/---

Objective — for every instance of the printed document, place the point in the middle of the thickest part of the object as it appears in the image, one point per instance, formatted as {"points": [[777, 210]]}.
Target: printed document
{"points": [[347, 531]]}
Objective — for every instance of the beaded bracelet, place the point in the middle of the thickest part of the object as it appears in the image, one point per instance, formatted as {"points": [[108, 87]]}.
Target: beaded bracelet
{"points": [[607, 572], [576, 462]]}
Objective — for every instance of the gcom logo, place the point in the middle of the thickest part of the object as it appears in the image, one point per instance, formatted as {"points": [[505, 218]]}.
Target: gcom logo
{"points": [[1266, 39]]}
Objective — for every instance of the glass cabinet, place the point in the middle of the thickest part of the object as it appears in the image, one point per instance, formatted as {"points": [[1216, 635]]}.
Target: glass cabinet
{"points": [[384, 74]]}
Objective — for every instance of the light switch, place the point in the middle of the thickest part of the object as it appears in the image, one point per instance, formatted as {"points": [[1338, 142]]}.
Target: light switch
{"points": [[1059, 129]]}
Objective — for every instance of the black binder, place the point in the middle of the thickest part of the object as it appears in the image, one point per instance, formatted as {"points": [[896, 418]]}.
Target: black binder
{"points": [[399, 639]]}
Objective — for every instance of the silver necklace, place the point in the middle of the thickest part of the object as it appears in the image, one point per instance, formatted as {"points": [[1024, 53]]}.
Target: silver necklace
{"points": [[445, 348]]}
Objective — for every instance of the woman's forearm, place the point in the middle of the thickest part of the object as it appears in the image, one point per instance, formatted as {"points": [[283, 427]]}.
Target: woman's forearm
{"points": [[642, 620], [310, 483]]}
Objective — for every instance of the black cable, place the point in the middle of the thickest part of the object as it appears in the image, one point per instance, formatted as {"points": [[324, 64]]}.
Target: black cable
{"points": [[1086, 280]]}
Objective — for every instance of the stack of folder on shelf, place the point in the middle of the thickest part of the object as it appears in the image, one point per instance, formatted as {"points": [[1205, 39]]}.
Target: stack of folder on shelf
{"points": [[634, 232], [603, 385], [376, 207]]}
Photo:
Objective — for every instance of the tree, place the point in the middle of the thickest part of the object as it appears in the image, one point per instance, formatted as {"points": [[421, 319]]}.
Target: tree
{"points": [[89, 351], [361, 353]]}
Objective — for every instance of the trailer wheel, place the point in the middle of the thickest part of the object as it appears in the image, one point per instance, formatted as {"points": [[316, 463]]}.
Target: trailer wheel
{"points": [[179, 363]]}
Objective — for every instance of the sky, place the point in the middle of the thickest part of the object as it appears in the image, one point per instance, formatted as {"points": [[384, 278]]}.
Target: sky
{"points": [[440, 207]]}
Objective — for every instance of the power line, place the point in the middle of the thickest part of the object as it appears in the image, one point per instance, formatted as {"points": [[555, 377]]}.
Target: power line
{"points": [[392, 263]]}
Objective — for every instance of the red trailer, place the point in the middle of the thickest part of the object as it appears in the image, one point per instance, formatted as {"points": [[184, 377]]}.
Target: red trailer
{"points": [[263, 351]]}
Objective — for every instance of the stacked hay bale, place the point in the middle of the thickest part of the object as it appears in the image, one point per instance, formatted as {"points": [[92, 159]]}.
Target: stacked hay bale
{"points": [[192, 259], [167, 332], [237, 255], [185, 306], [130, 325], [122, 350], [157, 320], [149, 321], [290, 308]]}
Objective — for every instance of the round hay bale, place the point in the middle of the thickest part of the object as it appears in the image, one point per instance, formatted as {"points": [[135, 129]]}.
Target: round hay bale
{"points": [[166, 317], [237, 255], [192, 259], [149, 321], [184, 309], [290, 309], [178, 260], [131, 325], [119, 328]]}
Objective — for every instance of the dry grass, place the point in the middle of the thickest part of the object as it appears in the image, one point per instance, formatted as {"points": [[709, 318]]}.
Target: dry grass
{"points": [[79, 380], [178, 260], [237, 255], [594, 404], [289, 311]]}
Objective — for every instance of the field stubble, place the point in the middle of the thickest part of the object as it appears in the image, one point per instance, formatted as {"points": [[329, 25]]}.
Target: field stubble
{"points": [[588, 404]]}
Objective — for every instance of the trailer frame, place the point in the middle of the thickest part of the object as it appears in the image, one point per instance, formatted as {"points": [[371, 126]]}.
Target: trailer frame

\---

*HOW TO COMPLETE THIS TASK*.
For each entry above, write out an exact copy.

*THE ANSWER*.
Objective — for every instance of the printed document, place the point in the middle of the thickest part of the object as it appears in the image, one point per instance, formatted as {"points": [[777, 210]]}.
Target: printed document
{"points": [[347, 531]]}
Objective — for every instance of the beaded bracelet, place the point in the middle of the thickest part of the object as it appears in the image, one point per instance, formatted as {"points": [[108, 87]]}.
Target: beaded bracelet
{"points": [[607, 572], [576, 462]]}
Objective — for every instance of the gcom logo, place the point in the middle of the thickest part of the object as it appears in the image, one point per instance, formatted as {"points": [[505, 218]]}.
Target: gcom logo
{"points": [[1266, 39]]}
Objective — for every instance of the glass cabinet, place the point in the middle of the thickest part of the object as it appears in the image, one point per instance, formatted as {"points": [[1216, 635]]}.
Target: glass cabinet
{"points": [[384, 74]]}
Objective — for every instance of the light switch, place the point in the middle of the thickest part of the object as it appears in the image, one point per instance, formatted as {"points": [[1338, 142]]}.
Target: light switch
{"points": [[1059, 129]]}
Objective — for every instance of the black binder, place the point in the middle of the thickest part of the object as it appears in the image, one point per instance, formatted as {"points": [[896, 418]]}.
Target: black binder
{"points": [[399, 639]]}
Objective — for every instance of the silver necklace, place the point in the middle of the thickest part of the object as it appears in the image, one point per instance, formatted as {"points": [[1024, 53]]}.
Target: silver necklace
{"points": [[445, 348]]}
Objective — for every instance of the woman's forearm, place the point in the middle of the thickest part of the object as it appears in the image, one point per instance, formatted as {"points": [[283, 427]]}.
Target: woman's forearm
{"points": [[642, 620], [310, 483]]}
Objective — for every instance of the black cable, place the point in the middle of the thickest part of the object as it appears in the image, one point per instance, formatted as {"points": [[324, 64]]}.
Target: black cable
{"points": [[1086, 280]]}
Objective — for every instance of the stack of folder on shelf, place the point in the middle of the thickest part of the object as it appears in the image, one point per instance, formatted as {"points": [[1205, 39]]}.
Target: stack of folder on shelf
{"points": [[634, 232], [603, 385], [376, 207]]}
Photo:
Objective — for every instance of the tree, place the point in the middle of the thickest part of the object as it appears in the image, one point per instance, formatted as {"points": [[421, 319]]}.
Target: tree
{"points": [[89, 351], [361, 353]]}
Objective — for every instance of the trailer wheel, place the point in the middle of the thickest part of the object as it appears in the image, one point per instance, formatted as {"points": [[316, 463]]}.
Target: trailer wheel
{"points": [[179, 363]]}
Objective — for every instance of the sky, place the point in the middle of the thickest part of the object as it appears in the image, one point per instance, formatted as {"points": [[384, 278]]}.
Target: sky
{"points": [[440, 207]]}
Objective — for every instance of the power line, place the point in the middle of the thickest part of the object as it appears in the image, one point per instance, formatted as {"points": [[555, 377]]}.
Target: power line
{"points": [[392, 263]]}
Objective — for every instance of the red trailer, place the point in the middle of the thickest part of the object as it appears in the image, one point per instance, formatted as {"points": [[184, 377]]}.
Target: red trailer
{"points": [[263, 351]]}
Objective — for every instance of the stacked hay bale, place the point in the middle of the thickest part of the object as it appears in the image, one point per instance, formatted as {"points": [[92, 159]]}.
Target: stacked hay bale
{"points": [[192, 259], [167, 332], [237, 255], [185, 306], [130, 325], [122, 350], [157, 320], [149, 321], [290, 308]]}
Objective — for every instance of the round hay bale, place the point in the middle of the thickest part of the object as it appears in the image, one point per instance, formatted as {"points": [[135, 129]]}.
Target: round hay bale
{"points": [[166, 317], [237, 255], [192, 259], [149, 321], [184, 309], [290, 309], [178, 260], [131, 325], [119, 328]]}
Objective — for every instance of the dry grass, place the point in the middle of the thickest part of the object as it appears in the image, one point per instance, formatted as {"points": [[709, 318]]}.
Target: dry grass
{"points": [[79, 380], [178, 260], [237, 255], [594, 404], [289, 311]]}
Objective — for every instance of the field stubble, place the point in the middle of the thickest part of the object as it appears in the image, one point per instance, formatted as {"points": [[329, 25]]}.
Target: field stubble
{"points": [[588, 404]]}
Objective — for every instance of the trailer frame, place the point in the middle of the thickest part of the object as it appears in the image, one point per instance, formatted as {"points": [[371, 126]]}.
Target: trailer frame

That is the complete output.